Task item: Output every line of the listing as it stands.
Start of Block
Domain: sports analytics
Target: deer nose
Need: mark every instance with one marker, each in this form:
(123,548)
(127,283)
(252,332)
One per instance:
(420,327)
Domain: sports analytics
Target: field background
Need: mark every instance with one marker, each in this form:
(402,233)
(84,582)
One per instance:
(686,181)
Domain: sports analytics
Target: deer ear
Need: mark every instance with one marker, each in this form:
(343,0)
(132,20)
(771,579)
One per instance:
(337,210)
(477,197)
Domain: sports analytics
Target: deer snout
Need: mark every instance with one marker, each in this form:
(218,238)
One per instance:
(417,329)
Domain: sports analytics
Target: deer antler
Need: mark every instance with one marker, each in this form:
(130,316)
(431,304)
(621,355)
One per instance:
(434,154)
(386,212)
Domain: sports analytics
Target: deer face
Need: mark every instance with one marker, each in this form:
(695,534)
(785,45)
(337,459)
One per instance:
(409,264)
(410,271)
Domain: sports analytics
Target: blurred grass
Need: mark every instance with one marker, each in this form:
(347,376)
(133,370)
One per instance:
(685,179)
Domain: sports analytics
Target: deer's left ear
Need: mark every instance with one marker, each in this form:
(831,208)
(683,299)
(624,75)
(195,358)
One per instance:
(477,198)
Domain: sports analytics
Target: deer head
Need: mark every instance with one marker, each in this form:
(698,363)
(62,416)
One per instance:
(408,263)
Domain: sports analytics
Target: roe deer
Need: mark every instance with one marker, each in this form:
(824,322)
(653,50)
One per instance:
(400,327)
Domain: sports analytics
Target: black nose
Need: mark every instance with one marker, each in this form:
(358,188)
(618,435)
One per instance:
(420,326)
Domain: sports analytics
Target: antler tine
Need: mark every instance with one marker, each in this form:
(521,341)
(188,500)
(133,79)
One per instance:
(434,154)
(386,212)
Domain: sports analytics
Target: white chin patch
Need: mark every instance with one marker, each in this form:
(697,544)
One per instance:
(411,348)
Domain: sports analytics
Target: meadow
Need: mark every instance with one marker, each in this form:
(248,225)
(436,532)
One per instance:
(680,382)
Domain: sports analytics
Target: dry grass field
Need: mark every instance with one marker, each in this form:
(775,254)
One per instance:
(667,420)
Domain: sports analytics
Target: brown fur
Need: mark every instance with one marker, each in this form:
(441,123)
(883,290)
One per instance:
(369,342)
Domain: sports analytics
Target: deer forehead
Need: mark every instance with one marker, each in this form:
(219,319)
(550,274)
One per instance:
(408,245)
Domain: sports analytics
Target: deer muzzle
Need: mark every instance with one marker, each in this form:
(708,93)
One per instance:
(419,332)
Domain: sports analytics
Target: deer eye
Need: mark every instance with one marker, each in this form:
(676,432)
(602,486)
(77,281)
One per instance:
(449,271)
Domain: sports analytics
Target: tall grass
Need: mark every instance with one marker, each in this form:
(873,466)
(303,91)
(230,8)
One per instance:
End of Block
Solution:
Domain: sports analytics
Target: deer nose
Need: mark every instance with one marker, each in this form:
(123,548)
(127,283)
(252,332)
One per instance:
(420,327)
Domain: sports analytics
Target: field background
Need: mark every instance with one marker, each in this form:
(402,233)
(84,582)
One per instance:
(686,181)
Domain: sports analytics
Target: deer ear
Need: mark every instance with one marker, each in this form:
(343,0)
(132,20)
(771,579)
One per instance:
(337,210)
(477,197)
Domain: sports analytics
Target: deer snout
Need: mark every instance with one marker, each in this form:
(218,238)
One per instance:
(417,329)
Domain: sports analytics
Target: deer antler
Need: mark every instance with one marker, each in this form:
(130,316)
(431,304)
(621,355)
One per instance:
(434,154)
(386,212)
Domain: sports analytics
Target: deer face
Need: mark every instance with one marker, each in this form:
(695,534)
(785,45)
(337,459)
One per instance:
(409,264)
(410,271)
Domain: sports analytics
Target: blurred grass
Need: mark every instance with one marker, each in this form:
(347,376)
(133,370)
One per instance:
(685,179)
Domain: sports analytics
Target: deer's left ear
Need: mark every instance with one marker, each in this form:
(831,208)
(683,299)
(624,75)
(195,358)
One per instance:
(477,198)
Domain: sports analytics
Target: deer head
Need: mark every instance with one marker, each in this form:
(698,363)
(62,416)
One per instance:
(408,263)
Domain: sports analytics
Target: roe deer
Need: mark every instance with one marker, each in this form:
(824,322)
(653,50)
One per instance:
(400,327)
Domain: sports analytics
Target: black nose
Need: mark every instance with one marker, each in this form:
(358,188)
(618,435)
One per instance:
(420,326)
Domain: sports analytics
Target: antler tine
Need: mark every instance with one marker, each in this form:
(521,341)
(188,500)
(133,79)
One per instance:
(434,154)
(386,212)
Domain: sports analytics
Target: white chin patch
Need: mark every instance with one marker, each in this form:
(697,544)
One per instance:
(411,348)
Domain: sports analytics
Target: meadow
Need: mark every instance with one marker, each in this form:
(248,225)
(436,532)
One per instance:
(680,382)
Domain: sports analytics
Target: dry grass field
Need: mark every instance with one marker, each in this form:
(775,254)
One per instance:
(667,420)
Domain: sports analytics
Target: brown fur
Need: mark every instance with one marker, each in this form:
(441,123)
(883,290)
One per instance:
(369,342)
Domain: sports analytics
Target: deer forehead
Need: mark every instance with one marker, each in this form:
(219,319)
(550,274)
One per instance:
(408,245)
Domain: sports analytics
Target: deer muzzle
Need: mark every instance with one marker, each in this form:
(708,93)
One per instance:
(419,332)
Domain: sports analytics
Target: deer eye
Need: mark every instance with one marker, each in this form:
(676,432)
(602,486)
(77,281)
One per instance:
(449,271)
Domain: sports analytics
Target: tall grass
Need: mark every instance with one marker, each in this form:
(873,466)
(303,91)
(230,8)
One per instance:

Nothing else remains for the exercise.